Exercise task: Reproduce the listing below, replacing each occurrence of "sample response body" with "example response body" and leaving everything else unchanged.

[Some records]
= = = = =
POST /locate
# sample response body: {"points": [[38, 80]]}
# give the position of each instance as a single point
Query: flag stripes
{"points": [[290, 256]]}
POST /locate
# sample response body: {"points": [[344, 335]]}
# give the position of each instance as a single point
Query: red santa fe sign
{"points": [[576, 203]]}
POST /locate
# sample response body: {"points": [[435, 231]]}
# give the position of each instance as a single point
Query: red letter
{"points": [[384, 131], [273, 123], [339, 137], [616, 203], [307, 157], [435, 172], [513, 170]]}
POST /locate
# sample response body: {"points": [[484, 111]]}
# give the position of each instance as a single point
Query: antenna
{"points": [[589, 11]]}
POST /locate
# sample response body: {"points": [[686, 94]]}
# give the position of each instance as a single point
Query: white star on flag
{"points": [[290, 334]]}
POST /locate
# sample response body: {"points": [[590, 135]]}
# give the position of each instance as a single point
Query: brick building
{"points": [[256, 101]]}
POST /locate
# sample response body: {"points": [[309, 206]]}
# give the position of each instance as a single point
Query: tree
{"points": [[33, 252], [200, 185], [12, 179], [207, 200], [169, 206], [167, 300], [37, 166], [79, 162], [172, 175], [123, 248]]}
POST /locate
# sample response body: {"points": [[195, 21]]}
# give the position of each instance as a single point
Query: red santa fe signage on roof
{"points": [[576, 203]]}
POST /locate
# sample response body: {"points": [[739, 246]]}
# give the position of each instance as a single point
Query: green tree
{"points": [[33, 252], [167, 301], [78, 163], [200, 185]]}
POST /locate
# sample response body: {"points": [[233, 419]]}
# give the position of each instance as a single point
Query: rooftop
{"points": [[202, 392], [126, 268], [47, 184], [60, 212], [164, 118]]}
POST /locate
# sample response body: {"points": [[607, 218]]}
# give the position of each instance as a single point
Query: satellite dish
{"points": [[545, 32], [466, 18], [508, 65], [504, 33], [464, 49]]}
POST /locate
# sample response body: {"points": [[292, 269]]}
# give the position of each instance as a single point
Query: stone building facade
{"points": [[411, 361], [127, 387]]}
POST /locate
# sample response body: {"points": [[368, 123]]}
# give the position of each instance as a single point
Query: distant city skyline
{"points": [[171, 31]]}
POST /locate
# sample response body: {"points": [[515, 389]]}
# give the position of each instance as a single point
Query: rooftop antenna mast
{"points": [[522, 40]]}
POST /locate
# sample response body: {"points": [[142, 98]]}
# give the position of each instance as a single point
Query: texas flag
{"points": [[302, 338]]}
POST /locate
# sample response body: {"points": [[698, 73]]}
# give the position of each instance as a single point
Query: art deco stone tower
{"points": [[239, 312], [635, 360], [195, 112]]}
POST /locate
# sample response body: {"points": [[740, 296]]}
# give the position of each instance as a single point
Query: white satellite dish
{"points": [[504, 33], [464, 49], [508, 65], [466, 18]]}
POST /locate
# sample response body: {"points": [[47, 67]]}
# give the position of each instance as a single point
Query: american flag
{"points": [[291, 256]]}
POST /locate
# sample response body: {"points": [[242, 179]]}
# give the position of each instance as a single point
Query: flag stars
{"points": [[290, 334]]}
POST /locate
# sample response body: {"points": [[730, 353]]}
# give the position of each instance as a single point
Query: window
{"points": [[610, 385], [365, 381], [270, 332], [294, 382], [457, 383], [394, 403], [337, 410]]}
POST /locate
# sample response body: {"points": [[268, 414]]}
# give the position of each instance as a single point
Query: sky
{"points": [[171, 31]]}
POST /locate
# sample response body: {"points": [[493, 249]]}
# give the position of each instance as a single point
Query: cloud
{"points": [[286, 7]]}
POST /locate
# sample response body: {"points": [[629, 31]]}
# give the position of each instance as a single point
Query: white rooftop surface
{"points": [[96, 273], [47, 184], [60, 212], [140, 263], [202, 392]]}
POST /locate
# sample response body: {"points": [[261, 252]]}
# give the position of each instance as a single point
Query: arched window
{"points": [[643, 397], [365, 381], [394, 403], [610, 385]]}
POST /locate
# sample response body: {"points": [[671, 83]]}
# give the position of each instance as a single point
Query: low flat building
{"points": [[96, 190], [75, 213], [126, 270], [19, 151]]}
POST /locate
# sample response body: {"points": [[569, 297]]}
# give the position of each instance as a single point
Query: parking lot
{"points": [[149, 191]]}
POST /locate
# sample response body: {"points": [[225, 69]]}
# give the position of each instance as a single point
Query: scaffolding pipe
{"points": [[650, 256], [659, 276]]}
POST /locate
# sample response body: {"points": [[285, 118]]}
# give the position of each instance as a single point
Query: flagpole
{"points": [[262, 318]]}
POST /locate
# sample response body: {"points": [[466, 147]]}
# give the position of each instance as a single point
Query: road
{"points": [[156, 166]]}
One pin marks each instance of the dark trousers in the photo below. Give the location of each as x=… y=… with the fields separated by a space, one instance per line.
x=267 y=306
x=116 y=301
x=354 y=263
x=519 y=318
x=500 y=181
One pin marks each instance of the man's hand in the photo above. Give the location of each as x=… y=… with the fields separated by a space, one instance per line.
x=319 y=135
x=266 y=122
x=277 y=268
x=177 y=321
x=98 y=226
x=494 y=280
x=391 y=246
= = = = =
Output for this exercise:
POST /locate
# example response body: {"points": [[38, 80]]}
# give the position of each instance as a single point
Query: flag stripes
{"points": [[290, 256]]}
POST /locate
# example response body: {"points": [[344, 335]]}
# give the position of each instance as a single point
Query: red santa fe sign
{"points": [[576, 203]]}
POST /locate
# example response body: {"points": [[435, 231]]}
# give the position of each instance as a single point
Query: red letter
{"points": [[384, 131], [273, 123], [339, 137], [616, 203], [307, 157], [435, 172], [513, 170]]}
POST /locate
# example response body: {"points": [[484, 111]]}
# give the position of each instance as a single point
Query: antenna
{"points": [[589, 11]]}
POST /locate
# example response body: {"points": [[686, 94]]}
# give the position of each instance as a single point
Query: white star on flag
{"points": [[290, 334]]}
POST /locate
# example response body: {"points": [[590, 135]]}
# give the position of each instance as a single point
Query: brick building
{"points": [[256, 101]]}
POST /locate
# example response body: {"points": [[309, 206]]}
# give the position of each instance as a single point
Query: tree
{"points": [[33, 252], [200, 185], [12, 179], [207, 200], [169, 206], [167, 300], [37, 166], [79, 162], [172, 175], [123, 248]]}
POST /locate
# example response body: {"points": [[195, 21]]}
# give the position of each instance as a single point
Query: red santa fe signage on roof
{"points": [[576, 203]]}
POST /locate
# example response body: {"points": [[739, 246]]}
# give the position of each instance as a single point
Query: green tree
{"points": [[33, 252], [167, 301], [78, 163], [200, 185]]}
POST /locate
# example response body: {"points": [[233, 419]]}
# give the position of each instance as a single point
Query: rooftop
{"points": [[202, 392], [126, 268], [47, 184], [60, 212], [164, 118]]}
POST /locate
# example response body: {"points": [[607, 218]]}
# give the position of each instance as a single point
Query: satellite dish
{"points": [[545, 32], [466, 18], [508, 65], [504, 33], [464, 49]]}
POST /locate
# example response body: {"points": [[292, 269]]}
# give the position of each instance as a single point
Query: stone building facade
{"points": [[411, 361], [127, 387]]}
POST /locate
# example response body: {"points": [[368, 123]]}
# give the position of each instance as a single point
Query: distant city skyline
{"points": [[171, 31]]}
POST /locate
# example response body: {"points": [[515, 389]]}
# give the position of each instance as a single point
Query: rooftop antenna mast
{"points": [[522, 40]]}
POST /locate
# example response body: {"points": [[142, 98]]}
# give the position of each instance as a single point
Query: texas flag
{"points": [[302, 338]]}
POST /locate
# example response body: {"points": [[698, 73]]}
# give the position of each instance as a single point
Query: art deco stone tower
{"points": [[239, 312], [635, 360], [195, 112]]}
POST /locate
# example response body: {"points": [[740, 296]]}
# give the position of each instance as a single point
Query: white satellite dish
{"points": [[504, 33], [464, 49], [508, 65], [466, 18]]}
POST /locate
# example response body: {"points": [[47, 67]]}
# give the position of each instance as a single point
Query: american flag
{"points": [[291, 256]]}
POST /locate
# example response body: {"points": [[242, 179]]}
# give the position of each instance as a single point
Query: flag stars
{"points": [[290, 334]]}
POST /locate
# example response body: {"points": [[730, 353]]}
# give the position of each instance as a single point
Query: window
{"points": [[610, 385], [365, 381], [270, 332], [294, 382], [457, 383], [394, 403], [337, 410]]}
POST /locate
# example response body: {"points": [[268, 414]]}
# give the position of each instance as a single point
Query: sky
{"points": [[171, 31]]}
POST /locate
# example response body: {"points": [[493, 249]]}
# give the position of each instance as a single point
Query: cloud
{"points": [[286, 7]]}
POST /locate
# example response body: {"points": [[629, 31]]}
# give the position of each instance as a single point
Query: white rooftop surface
{"points": [[96, 273], [47, 184], [60, 212], [140, 263], [202, 392]]}
POST /locate
# example response body: {"points": [[261, 252]]}
# give the position of each instance as a single point
Query: arched window
{"points": [[643, 397], [365, 381], [394, 403], [610, 385]]}
POST /locate
# example response body: {"points": [[671, 83]]}
# give the position of each instance as a single point
Query: low flat building
{"points": [[96, 190], [75, 213], [126, 270], [19, 151]]}
POST /locate
# example response body: {"points": [[569, 297]]}
# give the position of each instance as a single point
Query: parking lot
{"points": [[149, 191]]}
POST /locate
# example response body: {"points": [[225, 69]]}
# give the position of each instance as a single point
Query: scaffolding pipe
{"points": [[650, 256], [659, 276]]}
POST /locate
# example response body: {"points": [[285, 118]]}
# give the position of each instance as a single point
Query: flagpole
{"points": [[262, 318]]}
POST /locate
# example response body: {"points": [[466, 147]]}
# give the position of each instance as a single point
Query: road
{"points": [[156, 166]]}
One pin marks each instance of the dark trousers in the photo below. Give the location of each as x=… y=… with the fields separated by a space, one instance per line.
x=267 y=306
x=116 y=301
x=354 y=263
x=519 y=318
x=500 y=181
One pin marks each instance of the man's hand in the photo above. Give the location of each as x=… y=… with the fields separated by a space, one instance per line.
x=319 y=135
x=266 y=122
x=277 y=268
x=177 y=321
x=98 y=226
x=494 y=280
x=391 y=246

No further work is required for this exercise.